▶ **Problem details**
An exact copy of the entries below is needed, with every picture left out.

Stored data:

□ □ □ □

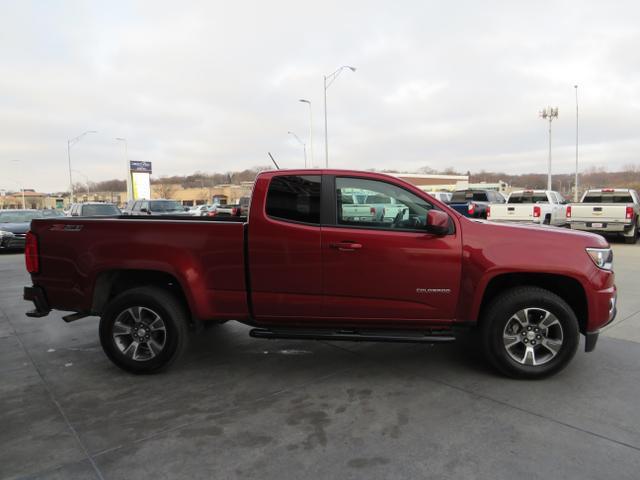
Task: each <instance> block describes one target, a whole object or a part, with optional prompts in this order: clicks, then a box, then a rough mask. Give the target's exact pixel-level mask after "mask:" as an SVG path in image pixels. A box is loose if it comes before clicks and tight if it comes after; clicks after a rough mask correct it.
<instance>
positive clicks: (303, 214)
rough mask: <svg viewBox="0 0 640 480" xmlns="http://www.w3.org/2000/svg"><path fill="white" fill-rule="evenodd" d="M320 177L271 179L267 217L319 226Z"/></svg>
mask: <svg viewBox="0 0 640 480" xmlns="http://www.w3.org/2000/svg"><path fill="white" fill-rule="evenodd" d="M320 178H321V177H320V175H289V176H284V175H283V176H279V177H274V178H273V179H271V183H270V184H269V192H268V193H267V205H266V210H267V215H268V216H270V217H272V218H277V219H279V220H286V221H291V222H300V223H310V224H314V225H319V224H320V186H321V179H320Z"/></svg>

□ □ □ □

▶ **Output for this exercise**
Task: each <instance> block describes one target, a whole object or a part, with optional prompts in this order: clicks, then a box, then a rough mask. Give the target's exact pixel-level mask after "mask:" as an SVG path in image pixels. A box is loose if it comes before clicks and tight if it comes after; clicks after a rough mask correct it.
<instance>
positive clicks: (303, 214)
rough mask: <svg viewBox="0 0 640 480" xmlns="http://www.w3.org/2000/svg"><path fill="white" fill-rule="evenodd" d="M320 177L271 179L267 217L319 226Z"/></svg>
mask: <svg viewBox="0 0 640 480" xmlns="http://www.w3.org/2000/svg"><path fill="white" fill-rule="evenodd" d="M320 178H321V177H320V175H289V176H284V175H283V176H279V177H274V178H273V179H271V183H270V184H269V192H268V193H267V205H266V210H267V215H268V216H270V217H272V218H277V219H279V220H286V221H291V222H300V223H310V224H314V225H319V224H320V186H321V179H320Z"/></svg>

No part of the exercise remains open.